Short exercise
Extract the full listing verbatim and drop any pictures from your copy.

---

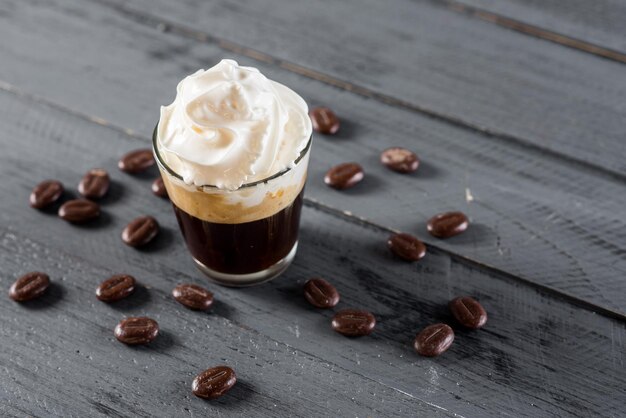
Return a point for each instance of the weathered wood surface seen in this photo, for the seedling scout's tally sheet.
(538, 355)
(548, 220)
(426, 57)
(599, 22)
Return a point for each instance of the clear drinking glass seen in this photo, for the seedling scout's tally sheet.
(241, 237)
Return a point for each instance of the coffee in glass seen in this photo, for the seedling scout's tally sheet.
(233, 151)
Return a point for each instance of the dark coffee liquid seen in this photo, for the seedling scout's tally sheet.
(242, 248)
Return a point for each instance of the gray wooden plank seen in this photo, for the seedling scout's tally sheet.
(600, 22)
(59, 356)
(423, 56)
(538, 356)
(553, 222)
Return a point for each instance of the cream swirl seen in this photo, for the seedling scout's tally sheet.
(230, 125)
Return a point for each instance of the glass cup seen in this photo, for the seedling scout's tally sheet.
(242, 237)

---

Response to the exercise
Return a point for each instance of the weathered wood surface seen in this photo, for the seedling scout's tally sheet.
(538, 355)
(548, 220)
(426, 57)
(599, 22)
Return a point for each instance of the clear drinking glass seen in this photo, for the seedling scout's tally sheet.
(241, 237)
Return a point for each instance of the coffee in glass seen in this photo, for the seedling scout's tally sheet.
(233, 151)
Return a point for each instance of the dark coffee liquid seen in this photo, for the seedling scout's tally sheet.
(242, 248)
Return a point for each instance of the gray wooden plank seen in this photo, for the seedling scout's tally sheet.
(600, 22)
(59, 356)
(423, 56)
(538, 356)
(553, 222)
Return a point for each instance of the cream swirl seen in this photo, for the seedling scout's tally sheet.
(230, 125)
Return a point for each instance of the glass cup seen in this photo, for the seedling scout's tally sheet.
(242, 237)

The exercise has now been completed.